▶ WHAT THE EXERCISE ASKS
Reproduce every line of the material, swapping "integer pixel values" for "whole-number pixel coordinates" wherever it occurs and changing nothing else. Leave the pictures out of your answer.
start
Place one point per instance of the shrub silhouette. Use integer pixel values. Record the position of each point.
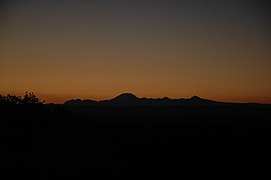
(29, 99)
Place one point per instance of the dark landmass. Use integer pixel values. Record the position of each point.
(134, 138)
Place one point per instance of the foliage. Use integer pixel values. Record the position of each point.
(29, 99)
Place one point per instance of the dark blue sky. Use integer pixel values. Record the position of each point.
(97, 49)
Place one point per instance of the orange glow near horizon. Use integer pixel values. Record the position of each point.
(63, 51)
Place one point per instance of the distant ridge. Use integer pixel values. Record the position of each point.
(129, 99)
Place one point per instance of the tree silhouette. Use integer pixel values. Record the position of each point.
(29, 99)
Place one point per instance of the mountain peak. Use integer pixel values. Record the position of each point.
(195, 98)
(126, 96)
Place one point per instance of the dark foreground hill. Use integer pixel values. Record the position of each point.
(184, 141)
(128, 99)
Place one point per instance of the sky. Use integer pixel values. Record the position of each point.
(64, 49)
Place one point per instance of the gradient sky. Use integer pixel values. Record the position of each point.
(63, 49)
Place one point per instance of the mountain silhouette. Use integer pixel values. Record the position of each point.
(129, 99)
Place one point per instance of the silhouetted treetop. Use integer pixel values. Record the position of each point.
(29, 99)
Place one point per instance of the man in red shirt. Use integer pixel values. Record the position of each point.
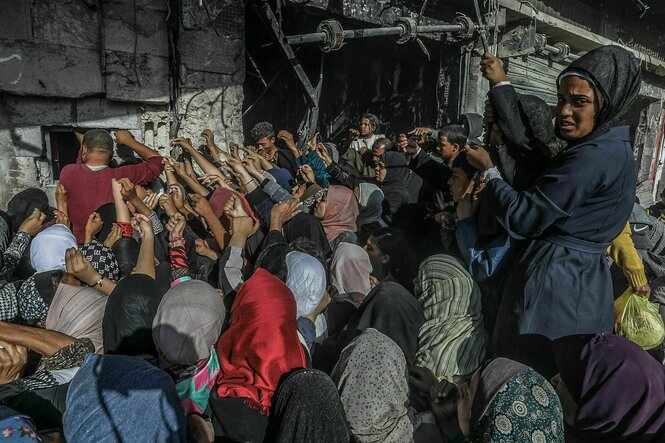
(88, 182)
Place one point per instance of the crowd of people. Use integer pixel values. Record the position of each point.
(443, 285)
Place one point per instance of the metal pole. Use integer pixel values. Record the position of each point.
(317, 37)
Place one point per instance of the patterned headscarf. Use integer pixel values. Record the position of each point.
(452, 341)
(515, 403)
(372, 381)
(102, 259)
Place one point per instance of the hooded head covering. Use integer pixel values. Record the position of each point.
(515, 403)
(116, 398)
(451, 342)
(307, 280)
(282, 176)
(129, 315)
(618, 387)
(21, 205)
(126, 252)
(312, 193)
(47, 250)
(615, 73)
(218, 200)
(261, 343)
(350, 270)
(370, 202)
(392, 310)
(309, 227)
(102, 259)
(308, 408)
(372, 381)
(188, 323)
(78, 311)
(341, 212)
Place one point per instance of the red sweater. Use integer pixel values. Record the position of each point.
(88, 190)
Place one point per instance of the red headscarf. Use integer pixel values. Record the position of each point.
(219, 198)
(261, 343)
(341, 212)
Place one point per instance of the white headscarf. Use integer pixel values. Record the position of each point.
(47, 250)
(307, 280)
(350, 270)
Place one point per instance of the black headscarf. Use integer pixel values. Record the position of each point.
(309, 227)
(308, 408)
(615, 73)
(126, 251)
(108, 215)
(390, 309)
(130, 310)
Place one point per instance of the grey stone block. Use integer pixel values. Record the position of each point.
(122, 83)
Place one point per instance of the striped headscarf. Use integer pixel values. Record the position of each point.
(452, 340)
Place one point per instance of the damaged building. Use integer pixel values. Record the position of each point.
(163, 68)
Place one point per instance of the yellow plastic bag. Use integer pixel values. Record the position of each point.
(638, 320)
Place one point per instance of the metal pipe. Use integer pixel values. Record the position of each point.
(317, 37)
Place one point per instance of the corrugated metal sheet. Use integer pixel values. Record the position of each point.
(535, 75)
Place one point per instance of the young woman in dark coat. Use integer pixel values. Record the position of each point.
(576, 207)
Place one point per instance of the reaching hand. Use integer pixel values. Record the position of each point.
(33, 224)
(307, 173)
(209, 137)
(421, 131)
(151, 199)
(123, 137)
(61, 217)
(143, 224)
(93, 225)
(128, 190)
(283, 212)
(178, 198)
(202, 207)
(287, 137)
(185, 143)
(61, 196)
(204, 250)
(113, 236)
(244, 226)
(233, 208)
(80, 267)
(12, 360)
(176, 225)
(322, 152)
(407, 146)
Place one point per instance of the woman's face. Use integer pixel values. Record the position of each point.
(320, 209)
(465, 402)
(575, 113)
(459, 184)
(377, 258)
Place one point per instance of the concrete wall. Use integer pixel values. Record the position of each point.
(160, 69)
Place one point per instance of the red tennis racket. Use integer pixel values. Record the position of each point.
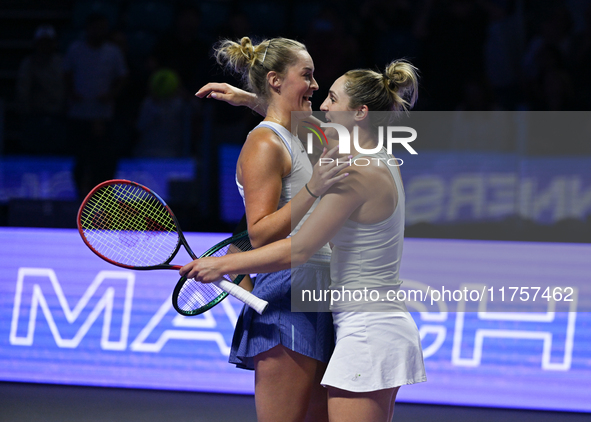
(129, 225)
end
▶ FINAL RESULT
Place one point per instance of the shrub silhouette. Use whole-number pixel coordinates. Record the position of each point.
(29, 99)
Place one point per instance of the dark landmass. Use whole-number pixel coordinates. Record the position of each point.
(134, 138)
Place one point per instance of the foliage. Use whole-number pixel coordinates. Record the position of each point.
(29, 99)
Place one point per instance of the dark blue sky. Use whole-number pixel coordinates. Record the position of each point.
(97, 49)
Place one point per instance of the orange glow near horizon. Use whole-number pixel coordinates. Record the position of each point.
(63, 51)
Place one point per instance of the distant ridge. Use whole-number pixel coordinates. Record the position of each point.
(129, 99)
Place one point per instance of the tree silhouette. Use whole-number pixel coordinates. Record the position of each point.
(29, 99)
Place one point per instance of the mountain peak. Use whole-number pixel coordinates. Record the position of each point.
(195, 98)
(126, 96)
Place one point per instance of the dark foreground hill. Use whole-number pixel coordinates. Record the position of each point.
(184, 141)
(128, 99)
Place one point per instance of the sky. Use whole-number pixel coordinates. Record the position of each point.
(64, 49)
Place one point per instance of the gradient sky. Use whole-number pixel coordinates. Record the position of each point.
(63, 49)
Place one point per instance of the mountain silhouette. Use whole-number pixel coordinates. Record the position of each point.
(129, 99)
Place one point per instance of the silhouetted treetop. Use whole-number pixel coordinates. Record the position of each point.
(29, 99)
Place one point per instance of the man in red shirt. Use whole-number pixel coordinates. Record the position of each point.
(88, 182)
Place one point per instance of the crowd of people. Use whole-number pixel coordinates. Record the position of each point.
(443, 285)
Place one point per instance of the metal pole. Use whole-number pixel coordinates. Record the position of each point.
(317, 37)
Place one point per instance of the patterned headscarf. Use whole-number pixel coordinates. Record the position of each point.
(452, 341)
(515, 403)
(372, 381)
(102, 259)
Place one point per instance of the hooded head covering. Use whole-number pixel coordinates. Record the position of each point.
(515, 403)
(116, 398)
(451, 342)
(307, 280)
(282, 176)
(129, 315)
(618, 387)
(21, 205)
(126, 252)
(312, 193)
(47, 250)
(615, 73)
(218, 200)
(261, 343)
(350, 270)
(370, 202)
(392, 310)
(309, 227)
(102, 259)
(308, 408)
(372, 381)
(188, 323)
(78, 311)
(341, 212)
Place one point per instance of the red sweater. Use whole-number pixel coordinates. Record the position of each point.
(88, 190)
Place one point per instance of the red headscarf. Use whole-number pixel coordinates. Record the position of each point.
(219, 198)
(261, 343)
(341, 212)
Place one point per instance of the white headscarf. Use whole-number pixel coordinates. Record the position of each point.
(47, 250)
(307, 280)
(350, 270)
Place one point per instance of the black headscarf. Use whole-number pixel coordinates. Record the position of each point.
(309, 227)
(308, 408)
(615, 73)
(126, 251)
(108, 215)
(390, 309)
(130, 310)
Place one point per instance of the grey stone block. Use whole-number pixel coordinates. Record the position of each point.
(122, 83)
Place one point per instance of the striped headscarf. Use whole-number pixel coordinates. Record the position of each point.
(452, 340)
Place one point per instance of the damaged building. Use whole-number pixel coordinates. Record the position of each point.
(163, 68)
Place one point per instance of the yellow plastic bag. Use whole-number pixel coordinates. Record the position of each point.
(638, 320)
Place one point per instance of the metal pipe. Use whole-number pixel coordinates. Record the position of each point.
(317, 37)
Place one point per instance of the corrugated metal sheet. Use whole-number pixel coordinates. Record the position of each point.
(535, 75)
Place one point per instance of the young woman in dark coat. Use whole-number pixel coordinates. Record the position of each point.
(576, 207)
Place one point per instance of the reaching hand. Use whole-number pixel coordinates. Record the position of each point.
(33, 224)
(307, 173)
(209, 137)
(421, 131)
(151, 199)
(123, 137)
(61, 217)
(143, 224)
(93, 225)
(128, 190)
(283, 212)
(178, 198)
(202, 207)
(287, 137)
(185, 143)
(61, 196)
(204, 250)
(113, 236)
(244, 226)
(233, 208)
(80, 267)
(12, 360)
(176, 225)
(322, 152)
(407, 146)
Place one point per instance of the woman's face. Use whole-number pixel coordinates. Record the position of each point.
(320, 209)
(465, 402)
(575, 113)
(459, 184)
(377, 258)
Place one point per instance of the concrete wall. Use whole-number pixel coordinates. Record the position of each point.
(160, 69)
Place one point per instance of the red tennis racket. Use whole-number pixel coordinates. Record the position of each point.
(129, 225)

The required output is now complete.